While cost may be a consideration, agencies should not conclude
without investigation that it would be prohibitively expensive to
place their electronic information dissemination products in the
depository libraries. For electronic information dissemination
products other than online services, agencies may have the option
of having GPO produce the information dissemination product for
them, in which case GPO would pay for depository library costs.
Agencies should consider this option if it would be a cost
effective alternative to the agency making its own arrangements
for production of the information dissemination product. Using
GPO's services in this manner is voluntary and at the agency's
discretion. Agencies could also consider negotiating other terms,
such as inviting GPO to participate in agency procurement orders
in order to distribute the necessary copies for the depository
libraries. With adequate advance planning, agencies should be
able to provide electronic information dissemination products to
the depository libraries at nominal cost.

★ ★ ★ ★ ★ ★ ★

:: Short problem 1 ::
Convert everything in the listing from the line containing "If you could spot the ornate" down to the line containing "column 489, row 487" into a numbered list, dropping any blank lines.
The listing comes from a different source than the passage on depository libraries.

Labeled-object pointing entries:
★ ★ ★ ★ ★ ★ ★

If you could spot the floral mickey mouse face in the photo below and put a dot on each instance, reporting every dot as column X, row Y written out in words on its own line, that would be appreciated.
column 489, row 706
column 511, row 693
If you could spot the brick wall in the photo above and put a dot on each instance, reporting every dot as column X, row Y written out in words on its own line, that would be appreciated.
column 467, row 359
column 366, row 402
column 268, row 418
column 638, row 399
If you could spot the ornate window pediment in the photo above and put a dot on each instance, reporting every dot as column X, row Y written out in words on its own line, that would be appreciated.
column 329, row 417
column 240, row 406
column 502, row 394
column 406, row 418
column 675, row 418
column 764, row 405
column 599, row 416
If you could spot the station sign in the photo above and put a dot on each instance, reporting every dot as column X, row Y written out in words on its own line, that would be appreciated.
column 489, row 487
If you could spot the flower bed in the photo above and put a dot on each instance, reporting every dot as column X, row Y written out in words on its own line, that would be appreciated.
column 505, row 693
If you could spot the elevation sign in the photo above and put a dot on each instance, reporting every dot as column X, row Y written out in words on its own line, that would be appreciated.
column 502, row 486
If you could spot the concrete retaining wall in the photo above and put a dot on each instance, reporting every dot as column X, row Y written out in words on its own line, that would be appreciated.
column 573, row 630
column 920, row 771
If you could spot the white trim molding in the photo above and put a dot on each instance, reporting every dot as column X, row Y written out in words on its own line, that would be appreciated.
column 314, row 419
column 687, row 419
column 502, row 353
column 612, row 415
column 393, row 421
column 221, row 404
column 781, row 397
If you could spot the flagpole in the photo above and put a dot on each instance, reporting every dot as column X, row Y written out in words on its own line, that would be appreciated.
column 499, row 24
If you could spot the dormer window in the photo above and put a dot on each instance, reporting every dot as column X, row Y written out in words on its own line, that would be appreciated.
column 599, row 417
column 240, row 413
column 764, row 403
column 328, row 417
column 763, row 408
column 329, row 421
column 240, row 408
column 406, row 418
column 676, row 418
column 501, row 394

★ ★ ★ ★ ★ ★ ★

:: Short problem 2 ::
Carry on the passage on depository libraries from where it stops.

:: Written reply 1 ::
1. If you could spot the ornate window pediment in the photo above and put a dot on each instance, reporting every dot as column X, row Y written out in words on its own line, that would be appreciated.
2. column 329, row 417
3. column 240, row 406
4. column 502, row 394
5. column 406, row 418
6. column 675, row 418
7. column 764, row 405
8. column 599, row 416
9. If you could spot the station sign in the photo above and put a dot on each instance, reporting every dot as column X, row Y written out in words on its own line, that would be appreciated.
10. column 489, row 487

:: Written reply 2 ::
In a particular case, substantial cost may be a legitimate reason
for not providing an electronic information dissemination product
to the depository library program. For example, for an agency
with a substantial number of existing titles of electronic
information dissemination products, furnishing copies of each to
the depository libraries could be prohibitively expensive. In
that situation, the agency should endeavor to make available
those titles with the greatest general interest, value, and
utility to the public. Substantial cost could also be an
impediment in the case of some online information services where
the costs associated with operating centralized databases would
make provision of unlimited direct access to numerous users
prohibitively expensive. In both cases, agencies should consult
with the GPO, in order to identify those information
dissemination products with the greatest public interest and
utility for dissemination. In all cases, however, where an agency
discontinues publication of an information dissemination product
in paper format in favor of electronic formats, the agency should
work with the GPO to ensure availability of the information
dissemination product to depository libraries.
Notice to the Public
Sections 8a(6)(i) and (j) present new practices for agencies to
observe in communicating with the public about information
dissemination. Among agencies' responsibilities for dissemination
is an active knowledge of, and regular consultation with, the
users of their information dissemination products. A primary
reason for communication with users is to gain their contribution
to improving the quality and relevance of government
information_how it is created, collected, and disseminated.
Consultations with users might include participation at
conferences and workshops, careful attention to correspondence
and telephone communications (e.g., logging and analyzing
inquiries), or formalized user surveys.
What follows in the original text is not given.